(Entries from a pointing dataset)
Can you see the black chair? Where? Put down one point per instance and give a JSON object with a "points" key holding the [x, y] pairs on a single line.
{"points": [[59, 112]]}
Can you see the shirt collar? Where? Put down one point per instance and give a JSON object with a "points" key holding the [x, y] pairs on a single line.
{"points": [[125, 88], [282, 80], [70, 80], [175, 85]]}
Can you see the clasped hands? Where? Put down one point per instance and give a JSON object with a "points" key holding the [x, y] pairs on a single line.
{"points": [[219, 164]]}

Problem statement — Reproduce all of the items above, line by line, without changing a single character.

Answer in full —
Can you see the black chair? Where? Put down one point per instance and give a JSON object with a "points" key holding the [x, y] pairs on a single line.
{"points": [[59, 112]]}
Can you see the shirt collar? Where? Put down one point per instance and give a JSON object with a "points" key holding the [x, y] pairs on a single line.
{"points": [[125, 88], [282, 80], [70, 80], [175, 85]]}
Can you see the clasped hands? Where? Put down one point per instance and give a JSON object with a "points" key holding the [x, y] pairs on a single line.
{"points": [[219, 164]]}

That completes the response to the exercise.